Excerpted passage:
You are standing in an open field west of a white house, with a boarded front door.
There is a small mailbox here.
Jolt Online Gaming have announced Legends of Zork! a multi-player browser game based on the original Zork series from Infocom. I’m faintly amused by the responses of “hey, what?” from the under-20 crowd. It seems to me you shouldn’t be allowed to play MMORPGs (previously known as graphical MUDs) if you never experienced the interactive fiction games that started it all.
It is pitch black. You are likely to be eaten by a grue.
Zork was a text-based interactive fiction game based on Colossal Cave Adventure (best remembered for its maze of twisty little passages, all alike).
Zork was written in the late 1970s by a group of MIT students for the PDP-10. They used zork as a holding name for all their programs that weren’t ready for release, but this time it stuck. The programmers later decided to call the game Dungeon but the name only really became used in an unofficial FORTRAN port of the game by a programmer at DEC who wanted to run it on a machine smaller than a PDP10. The original MUD (multi-user dungeon) in Essex was named as a tribute to Dungeon. Due to trademark issues, Infocom launched the game under its original nickname, Zork.
!!!!FROBOZZ MAGIC BOAT COMPANY!!!!
Tim Anderson wrote a detailed history of Zork in which he reminisces about writing the game and the unexpected results and popularity.
In early 1977, Adventure swept the ARPAnet. Willie Crowther was the original author, but Don Woods greatly expanded the game and unleashed it on an unsuspecting network. When Adventure arrived at MIT, the reaction was typical: after everybody spent a lot of time doing nothing but solving the game (it’s estimated that Adventure set the entire computer industry back two weeks), the true lunatics began to think about how they could do it better.
And thus, Zork was born.
But it’s not just a piece of gaming history any more!
There is a suspicious-looking individual, holding a bag, leaning against one wall. He is armed with a vicious-looking stiletto.

Material supplied:
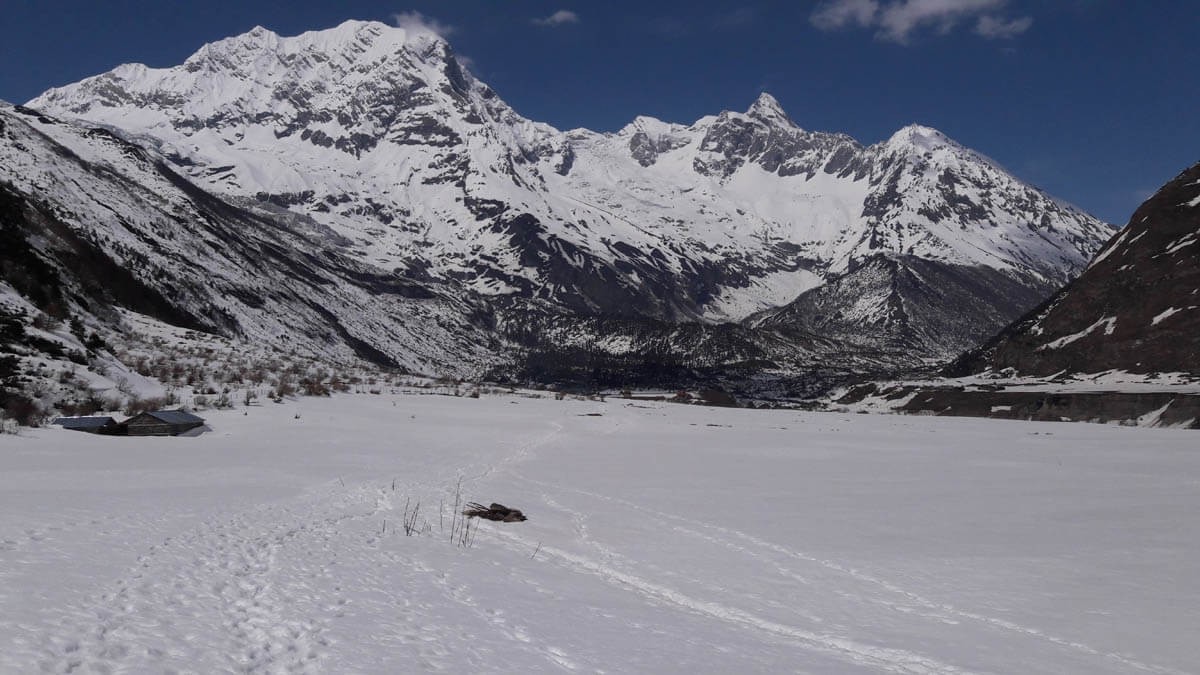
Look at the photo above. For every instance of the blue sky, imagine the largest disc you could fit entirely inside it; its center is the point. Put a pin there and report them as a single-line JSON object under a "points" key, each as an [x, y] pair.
{"points": [[1096, 101]]}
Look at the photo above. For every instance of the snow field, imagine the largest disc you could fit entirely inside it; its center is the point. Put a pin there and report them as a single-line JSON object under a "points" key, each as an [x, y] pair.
{"points": [[661, 538]]}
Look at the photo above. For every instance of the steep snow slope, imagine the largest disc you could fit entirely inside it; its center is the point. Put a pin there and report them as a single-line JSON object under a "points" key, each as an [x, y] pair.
{"points": [[117, 226], [383, 136]]}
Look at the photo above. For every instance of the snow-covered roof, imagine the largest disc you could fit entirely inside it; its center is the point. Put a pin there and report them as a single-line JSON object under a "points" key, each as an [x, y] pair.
{"points": [[84, 422], [175, 417]]}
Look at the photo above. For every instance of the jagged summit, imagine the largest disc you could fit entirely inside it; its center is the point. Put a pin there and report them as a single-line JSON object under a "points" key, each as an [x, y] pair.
{"points": [[768, 109]]}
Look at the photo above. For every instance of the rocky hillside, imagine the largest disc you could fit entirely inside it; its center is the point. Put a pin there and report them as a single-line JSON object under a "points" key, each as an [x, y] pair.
{"points": [[1135, 308]]}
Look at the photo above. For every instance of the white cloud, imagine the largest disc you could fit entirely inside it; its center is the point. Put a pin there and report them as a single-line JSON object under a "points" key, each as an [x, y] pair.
{"points": [[559, 18], [994, 28], [897, 21], [418, 23], [841, 13]]}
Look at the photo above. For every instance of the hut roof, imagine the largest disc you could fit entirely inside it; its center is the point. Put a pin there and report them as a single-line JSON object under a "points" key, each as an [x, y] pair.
{"points": [[175, 417], [84, 422]]}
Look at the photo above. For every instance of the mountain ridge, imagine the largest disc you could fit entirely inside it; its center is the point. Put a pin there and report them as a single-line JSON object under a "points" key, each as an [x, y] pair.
{"points": [[383, 149]]}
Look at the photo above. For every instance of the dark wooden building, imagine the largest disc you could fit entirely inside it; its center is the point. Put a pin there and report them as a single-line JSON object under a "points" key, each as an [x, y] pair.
{"points": [[161, 423], [89, 424]]}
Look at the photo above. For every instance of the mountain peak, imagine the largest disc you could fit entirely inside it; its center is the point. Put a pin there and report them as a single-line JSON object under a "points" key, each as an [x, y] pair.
{"points": [[767, 108], [919, 138]]}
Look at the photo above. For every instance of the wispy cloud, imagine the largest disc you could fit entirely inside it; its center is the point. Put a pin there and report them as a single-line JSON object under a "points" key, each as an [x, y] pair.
{"points": [[898, 21], [845, 13], [559, 18], [418, 23], [995, 28]]}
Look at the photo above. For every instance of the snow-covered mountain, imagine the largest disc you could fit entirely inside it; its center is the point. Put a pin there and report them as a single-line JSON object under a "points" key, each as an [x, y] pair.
{"points": [[91, 221], [1135, 308], [379, 149]]}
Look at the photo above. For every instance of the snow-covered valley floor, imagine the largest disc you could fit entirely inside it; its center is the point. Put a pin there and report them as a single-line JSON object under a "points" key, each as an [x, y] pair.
{"points": [[661, 538]]}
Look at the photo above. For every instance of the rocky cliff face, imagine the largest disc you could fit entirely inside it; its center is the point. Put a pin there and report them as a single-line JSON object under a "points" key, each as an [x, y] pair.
{"points": [[1135, 308]]}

Stated problem:
Please continue the post about Zork, picking up right after its final line, "He is armed with a vicious-looking stiletto."

Answer to the task:
Jolt Online Gaming released a press release yesterday that Legends of Zork, described as “a persistent online adventure, playable from any Internet browser” is in progress although no release date has been set. The game is described as a browser-based MMORPG, reminiscent of the Curse of Monkey Island.
Dylan Collins, the CEO of Jolt, told Gamasutra that the game would offer a casual RPG experience. The game will be free to play with an income stream based on microtransactions.
“I guess the one-word description is ‘freemium,’” he said, describing Legends of Zork’s business model. “The game is free to play, but there are premium options which let you upgrade various elements for a few dollars.”
The lead designer posted to Forumopolis to say that he has worked on the project for the last four months and is thrilled that he can finally talk about it.
And here’s the crew I assembled who worked on the game art with me:
Legends of Zork Logo Design: Indigo Kelleigh
Map Design/Icons: Will Makra
Map Colours: Espen Grundetjern
Location Design & Double Fanucci Line Art: Greg ‘Cornflake’ Brown
Location Colours: Chris Oatley
Colour Flatting: Tom Liu
Initial reactions are varying levels of cautious excitement:
Legends of Zork sounds interesting, and since Jolt Online Gaming is working on it, it’s probably going to be good.
Um. I want to be optimistic. I really really do.
I can’t see Legends supplanting the pillars of the genre (World of Warcraft, Warhammer Online, etc), but this could very well be the next big workplace distraction, assuming it isn’t eaten by a grue.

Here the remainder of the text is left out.